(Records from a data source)
====================
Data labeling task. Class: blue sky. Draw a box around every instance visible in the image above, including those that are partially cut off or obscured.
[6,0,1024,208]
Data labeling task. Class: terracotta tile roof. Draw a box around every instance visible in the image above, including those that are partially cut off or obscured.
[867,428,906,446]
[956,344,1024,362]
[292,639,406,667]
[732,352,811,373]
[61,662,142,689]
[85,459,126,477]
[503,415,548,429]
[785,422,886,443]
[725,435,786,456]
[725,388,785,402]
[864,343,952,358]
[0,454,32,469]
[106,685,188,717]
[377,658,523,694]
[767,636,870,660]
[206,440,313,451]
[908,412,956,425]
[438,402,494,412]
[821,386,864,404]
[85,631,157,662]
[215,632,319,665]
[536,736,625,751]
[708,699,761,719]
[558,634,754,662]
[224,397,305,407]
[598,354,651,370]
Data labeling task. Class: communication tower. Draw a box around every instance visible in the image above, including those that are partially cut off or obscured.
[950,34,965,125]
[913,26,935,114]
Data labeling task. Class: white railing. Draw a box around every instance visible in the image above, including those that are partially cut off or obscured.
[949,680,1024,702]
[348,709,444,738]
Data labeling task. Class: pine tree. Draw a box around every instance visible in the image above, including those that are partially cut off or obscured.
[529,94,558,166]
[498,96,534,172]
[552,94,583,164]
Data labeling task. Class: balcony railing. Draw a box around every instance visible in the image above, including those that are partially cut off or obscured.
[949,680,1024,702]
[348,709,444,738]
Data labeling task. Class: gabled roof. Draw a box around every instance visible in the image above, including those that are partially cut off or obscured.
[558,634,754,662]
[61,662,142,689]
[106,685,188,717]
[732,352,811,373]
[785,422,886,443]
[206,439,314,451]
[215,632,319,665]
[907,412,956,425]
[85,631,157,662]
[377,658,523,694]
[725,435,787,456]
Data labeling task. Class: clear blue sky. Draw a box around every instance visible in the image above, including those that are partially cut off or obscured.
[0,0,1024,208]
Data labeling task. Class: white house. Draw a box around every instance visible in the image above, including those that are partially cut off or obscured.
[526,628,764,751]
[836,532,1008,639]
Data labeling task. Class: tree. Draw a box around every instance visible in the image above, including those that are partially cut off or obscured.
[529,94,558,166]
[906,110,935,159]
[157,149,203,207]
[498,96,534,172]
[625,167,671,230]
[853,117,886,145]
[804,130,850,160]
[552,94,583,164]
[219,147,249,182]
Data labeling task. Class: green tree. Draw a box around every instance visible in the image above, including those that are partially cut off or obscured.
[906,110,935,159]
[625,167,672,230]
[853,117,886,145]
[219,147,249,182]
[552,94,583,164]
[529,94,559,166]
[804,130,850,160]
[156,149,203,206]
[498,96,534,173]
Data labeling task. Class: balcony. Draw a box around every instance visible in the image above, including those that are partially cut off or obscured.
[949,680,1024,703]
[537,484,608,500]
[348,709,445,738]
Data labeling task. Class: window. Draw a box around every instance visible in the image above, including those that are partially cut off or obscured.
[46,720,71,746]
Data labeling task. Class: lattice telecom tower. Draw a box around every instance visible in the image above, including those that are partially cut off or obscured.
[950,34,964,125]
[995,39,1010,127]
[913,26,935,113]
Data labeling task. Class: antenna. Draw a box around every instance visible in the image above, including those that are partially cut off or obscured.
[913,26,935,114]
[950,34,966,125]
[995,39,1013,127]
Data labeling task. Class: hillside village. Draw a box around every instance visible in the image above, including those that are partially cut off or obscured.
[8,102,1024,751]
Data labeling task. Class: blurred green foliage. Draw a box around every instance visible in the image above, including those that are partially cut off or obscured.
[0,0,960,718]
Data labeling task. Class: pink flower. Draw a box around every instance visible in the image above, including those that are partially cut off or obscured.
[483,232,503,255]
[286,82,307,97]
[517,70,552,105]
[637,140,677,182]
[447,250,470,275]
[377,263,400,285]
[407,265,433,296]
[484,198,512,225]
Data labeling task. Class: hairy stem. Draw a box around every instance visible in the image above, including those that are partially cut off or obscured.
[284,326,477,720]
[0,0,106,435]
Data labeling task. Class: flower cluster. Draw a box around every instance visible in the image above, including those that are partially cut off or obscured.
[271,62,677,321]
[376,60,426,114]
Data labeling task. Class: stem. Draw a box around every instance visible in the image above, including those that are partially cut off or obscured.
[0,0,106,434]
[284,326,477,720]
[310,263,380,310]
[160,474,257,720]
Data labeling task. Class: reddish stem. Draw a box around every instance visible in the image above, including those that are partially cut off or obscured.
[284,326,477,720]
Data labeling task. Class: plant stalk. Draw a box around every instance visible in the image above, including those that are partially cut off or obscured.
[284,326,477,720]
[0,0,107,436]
====================
* TASK DETAILS
Rewrite the records with every "Data labeling task" changed to "Annotation job", leaving all other text as it stands.

* RESPONSE BELOW
Annotation job. Class: blue sky. Draw a box around every instance visible in the image above, including those that are partially cut off or obscured.
[6,0,1024,208]
Annotation job. Class: terracotta tile roof. Draw a box around every instance visible in the image above, including those that are partially cut off or obscured.
[867,428,906,446]
[956,344,1024,362]
[292,639,406,667]
[732,352,811,373]
[61,662,142,689]
[85,459,126,477]
[503,415,548,429]
[785,422,886,443]
[725,435,786,456]
[725,388,785,402]
[864,343,952,358]
[0,454,32,469]
[106,685,188,717]
[377,658,523,694]
[767,636,870,660]
[206,440,313,451]
[908,412,956,425]
[438,402,494,412]
[821,386,864,404]
[85,631,157,662]
[215,632,319,665]
[536,736,625,751]
[708,699,761,719]
[558,634,754,662]
[224,397,305,407]
[598,354,651,370]
Annotation job. Class: communication tower. Draw a box around every instance visible in the image above, including those that are partially cut off or obscured.
[950,34,965,125]
[913,26,935,114]
Annotation job. Class: white railing. Draw a box around every instance visible in the image above, including those that are partially cut off or obscured.
[949,680,1024,702]
[348,709,444,738]
Annotation job. Class: pine tree. Draw a box around every instance visible in the image above, including those that are partially cut off or obscured.
[529,94,558,166]
[498,96,534,172]
[552,94,583,164]
Annotation job. Class: balcony railing. Draw a box around every instance visible in the image above, including those that are partially cut off or obscured.
[949,680,1024,702]
[348,709,444,738]
Annotation job. Class: gabled roof. Draw a box around every instance visible in the image above, including those that are partially cut off or obscured.
[558,634,754,662]
[61,662,142,689]
[106,685,188,717]
[732,352,811,373]
[785,422,886,443]
[206,439,314,451]
[215,632,319,665]
[907,412,956,425]
[85,631,157,662]
[377,658,523,694]
[725,435,787,456]
Annotation job. Class: clear blue sky. Draw a box around every instance visible in the image above, including those that are partially cut off or obscured.
[0,0,1024,208]
Annotation job. Class: white house. Draw a box around every instance visible in the image above, including those that are partially cut off or obscured.
[526,628,764,751]
[836,532,1008,639]
Annotation job. Class: tree. Draw a box around every instance visible in the image above, including those that are partially cut off or obscured.
[529,94,558,166]
[906,110,935,159]
[157,149,203,207]
[498,96,534,172]
[625,167,671,230]
[853,117,886,145]
[804,130,850,160]
[552,94,583,164]
[219,147,249,182]
Annotation job. Class: green tree. Draw a box around every instance visible in the image above, including those that are partially cut off or obscured.
[906,110,935,159]
[625,167,672,230]
[853,117,886,145]
[219,147,249,182]
[552,94,583,164]
[529,94,559,166]
[804,130,850,160]
[156,149,203,206]
[498,96,534,173]
Annotation job. Class: balcony. Draw a box around every instance visible in the image above, including those that are partially cut off or obscured.
[949,680,1024,703]
[537,484,608,500]
[348,709,445,738]
Annotation job. Class: window. Draw a box around every instance visible in the image above, including those that are partially cut off or obscured.
[46,720,71,746]
Annotation job. Class: lattice telecom tower. Draw a box around every instance visible in the image above, including those that are partially cut off or obscured.
[950,34,964,125]
[995,39,1010,127]
[913,26,935,113]
Annotation job. Class: antenna. Draw a box around every instance visible in the image above, including those that are partially cut off or obscured.
[913,26,935,114]
[950,34,966,125]
[995,39,1013,127]
Annotation job. Class: hillside village. Draw a box around every instance visible in the image above, including those that are partially cut off or obscured.
[8,102,1024,751]
Annotation job. Class: blurred green foliage. Draw a box around every instance visible in the image above, including those that are partially cut off or obscured.
[0,0,960,718]
Annotation job. Class: pink flower. Draw a box around every instance visible in the image above, including those that are partially cut off or obscured.
[483,232,503,255]
[286,82,307,97]
[517,70,552,105]
[637,140,677,182]
[447,250,470,275]
[377,263,400,285]
[407,265,433,296]
[484,198,512,225]
Annotation job. Class: hairy stem. Draw a box around every instance visible in the image above, including those that are partially cut off or obscured.
[284,326,477,720]
[0,0,106,435]
Annotation job. Class: flower cluster. Draw a box around every instance visible in the image above, including those that are partially cut off or obscured.
[271,62,677,321]
[376,60,426,114]
Annotation job. Class: stem. Draw a box around every instance visible in the image above, including those that are partially cut off or obscured.
[0,0,106,434]
[284,326,477,720]
[310,263,380,310]
[160,474,257,720]
Annotation job. Class: reddish stem. Draw a box around every instance visible in the image above, including those that are partially cut off or obscured.
[284,326,477,720]
Annotation job. Class: plant stalk. Draw a box around every instance visible in the image above, including those that are partially cut off or obscured.
[284,326,477,720]
[0,0,107,436]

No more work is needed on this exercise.